SELECTED TEXT:
How to decide if it is memories or just stuff?

how to decide
How to decide if it is memories or just stuff?

Are all the items in your living space sentimental clutter or valuable memories that you simply can’t live without? How to decide if it is memories or just stuff?

As a life writer, this question sneaks its way into every interview I do with clients. ‘I keep nothing, it’s just clutter’ some say, whilst others tell me ‘It’s the memory it brings’.

Memories or Just Stuff

Material possessions are a way of recalling emotions of the past or reconnecting with someone who is connected to that item. Reconnecting with a special memory through a material object can be an amazing experience and leave you joyous and excited. Equally, if it is a sad connection, it can ignite strong negative emotions of hurt, anger or guilt.

At the end of the day, you are left with a lot of material possessions that consume precious space in your living environment.

From my own perspective, I didn’t realise I was a hoarder of every item and photo that had passed through my hands from the time I became a mother until I started writing my own life and resurrected all the ‘preserved jewels’ stashed in every cupboard, drawer, wardrobe or hidden box under the bed. These days I call them emotional memories and whether the evoked memory is good or bad, the associated item was something I could not part with. It was a load to carry.

Keep or discard

Holding an item allowed me to muse over a joyous moment in the past and to relive the pleasure, love or pride I had experienced. Even some memories that had escaped my short-term memory and were forgotten, were able to be resurrected and articulated with a ‘do you remember this…’.  This is one of the amazing things about our minds and human memory.

Equally, negative experiences and things you would prefer to forget can also gain memento once more, losing none of their intensity from their years of isolation. This is something I always discuss with clients and give them choice on where they want to go with this memory.

SUPPLIED DATA:
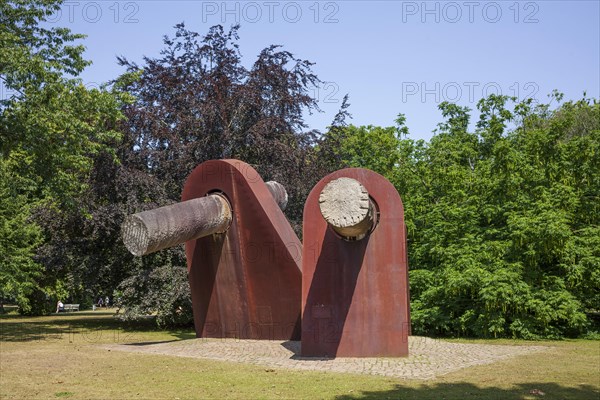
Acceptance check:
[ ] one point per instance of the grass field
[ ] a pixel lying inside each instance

TO DO:
1/ From the sentimental-clutter article, extract the passage that begins at the words "As a life writer, this" and stops after the words "your living environment.".
2/ Extend the sentimental-clutter article from its final sentence onward.
The lines aren't needed for any of this.

ANSWERS PER TASK:
1/
As a life writer, this question sneaks its way into every interview I do with clients. ‘I keep nothing, it’s just clutter’ some say, whilst others tell me ‘It’s the memory it brings’.

Memories or Just Stuff

Material possessions are a way of recalling emotions of the past or reconnecting with someone who is connected to that item. Reconnecting with a special memory through a material object can be an amazing experience and leave you joyous and excited. Equally, if it is a sad connection, it can ignite strong negative emotions of hurt, anger or guilt.

At the end of the day, you are left with a lot of material possessions that consume precious space in your living environment.

2/
Recently, a lady shared with me that she had ‘thrown everything out’ when her husband died, it’s just ‘stuff’ she said. She couldn’t write her life story she told me because there was nothing to tell. I felt very sad for this lady as I know she had experienced a wonderful life with her husband, raised beautiful children and travelled the world extensively. By discarding every photo, household item and personal memorabilia of her life with her husband, she triggered a negative barrier that has not allowed her to move away from the anger she felt when her husband passed.

How to deal with it all

From my own experience, I found the journey of writing my life, categorizing and preserving photos and treasured items very rewarding. Recently the young grandchildren found the book and read every single word and asked so many more questions. I am so glad I took the time to compile that book of memories and hope the great-grandchildren enjoy the life story just as much. I felt much lighter and free since I decluttered my life and yet I still have all my memories and emotional attachments intact in photographs and wonderful descriptive stories that will mean so much more to my family and future descendants than aged artefacts that I have treasured, but they may not.

Here are a few morsels that may help how to decide if it is just memories or stuff

life story
Your family will want to know the story of your life. Your life story is important to them
  • Reflect on your individual items and let them take you on their journey so you can recognize where the sentiment for the object comes from. Only then can you decide the value of keeping or discarding.
  • Photograph the possession and document its story. You can then discard the item knowing you have the memory and emotion intact.
  • If you choose to keep the item, preserve it in a way that is meaningful and accessible. Don’t put it in a box at the back of the cupboard never to be seen until you repeat this process. If it can’t be displayed or stored satisfactorily, you have your answer.
  • Deciding what to keep and what to discard is often a practical decision based on storage facilities available, depreciation of the item and the actual value of the artefact be it emotional or financial. Perhaps you could value each item on a point score of 1 to 10. This would force you to confront your inbuilt emotional calculator and put a hard face to your attachment.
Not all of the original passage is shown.